▶ [WRITTEN TASKS]:
- a) From the blog post on transparency, pull out the passage starting with "But it's hard." and going on through "so often happens.".
- b) In the blog post on transparency, what does the writer call the phrase "transparently opaque"?
- c) Keep writing the blog post on transparency, picking up right after its last line.

▶ [SELECTED TEXT]:
Friday 15 September 2017

Transparently Opaque

I've decided to just sit down and write a post, no for-planning, no notes and squiggles on a page, no days writing and rewriting and editing.

So, a topic that has come up a lot recently is this topic of transparency. Which is great! Except when I am expected to do it.... It's not that I am a very closed and private person, if I trust you to some degree I am very open, but it's difficult to be open about my weaknesses and struggles to more than a select group of people or people that I know will understand. I'm still trying to figure out exactly why. Sure, it could be that I don't want them to see me a certain way without understanding it completely, it could be a pride thing, it could be uncertainty of how to explain my self to some people or uncertainty of how they will take it. I don't want to try and explain something and they get the wrong picture and I can't redraw it.

Yet I see the importance of it. I see the importance of being open and transparent. It opens doors for common ground and approachability. It can help others or could help you. It makes you less afraid of others, makes you more aware of real love when you know they can see all that you have done wrong yet still love you anyway.

But it's hard. It's scary and it's daunting. I know I need to be more transparent with more people. There is no reason to be afraid because I know who I am, I know that I have value to God no matter how scuffed I am or how much I mess up; and yes, you should becareful of who you open up to cause some people aren't worth the trust, but I'm speaking about a safe community, that I should be able to trust to a larger extent.

Yet I am transparent to only a certain degree with most people. To a place where it requires no or minimal risk.

But the point of something being transparent is to be able to through it, to see into it. To see the reality of what is inside.

Transparent.

Transparently opaque. An oxymoron. One that so often happens.

▶ [DATASET CONTENT]:

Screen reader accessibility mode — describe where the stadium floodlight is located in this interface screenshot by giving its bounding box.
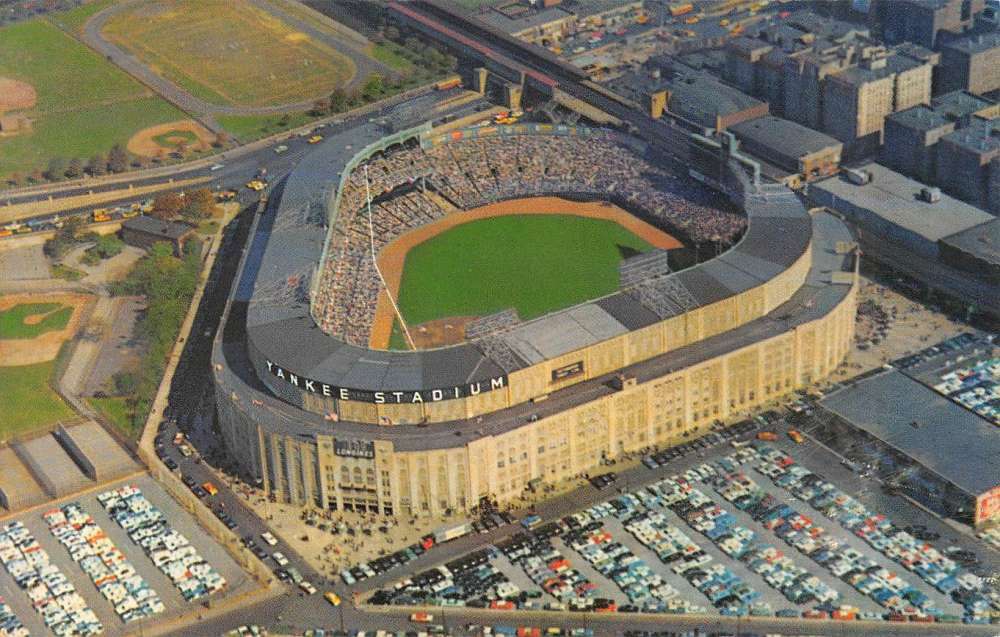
[365,164,417,349]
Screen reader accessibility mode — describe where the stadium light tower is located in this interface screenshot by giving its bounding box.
[365,163,417,349]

▶ [TASK ANSWERS]:
- a)
But it's hard. It's scary and it's daunting. I know I need to be more transparent with more people. There is no reason to be afraid because I know who I am, I know that I have value to God no matter how scuffed I am or how much I mess up; and yes, you should becareful of who you open up to cause some people aren't worth the trust, but I'm speaking about a safe community, that I should be able to trust to a larger extent.

Yet I am transparent to only a certain degree with most people. To a place where it requires no or minimal risk.

But the point of something being transparent is to be able to through it, to see into it. To see the reality of what is inside.

Transparent.

Transparently opaque. An oxymoron. One that so often happens.

- b) An oxymoron.

- c)
Opaque: Impenetrable by light, blocking the passage of radiant energy and especially light

But light is necessary. Light is necessary for things to grow. Light takes away shame.

Then why is it so scary?

Even in the simple idea of saying: I'm not okay. It's easier to make people believe everything is more or less okay, sure not perfect, but okay. I don't want to explain, I don't want to feel like I'm failing.

But it's okay to not be okay.

That is something I have learnt this year. I used to sometimes think that if I wasn't coping (other than for reasons when it would completely make sense to not be) then I was a terrible Christian. Cause Christians should just be fine all the time right..?

No...

Yes, God gives us hope, even in the midst of trying times or low days, but that doesn't automatically make everything perfect.

And yes, we can't just stay in the low places, in the bad moods, in the doubting, but I don't think it makes you a terrible person because you aren't having a good day, or more drastically are battling with thoughts, feelings and emotions.

Just read some of the psalms. David was not always okay. He sounds depressed and down and upset at some stages, but yet he still praises God. He doesn't stay there, but he does go through down moments. Yet he is still remembered as a man after God's own heart, even though he wasn't always happy and was quite clear about that.

Honesty and transparency can bring us closer, help us to help each other.

Why are we so scared of not being okay in front of each other?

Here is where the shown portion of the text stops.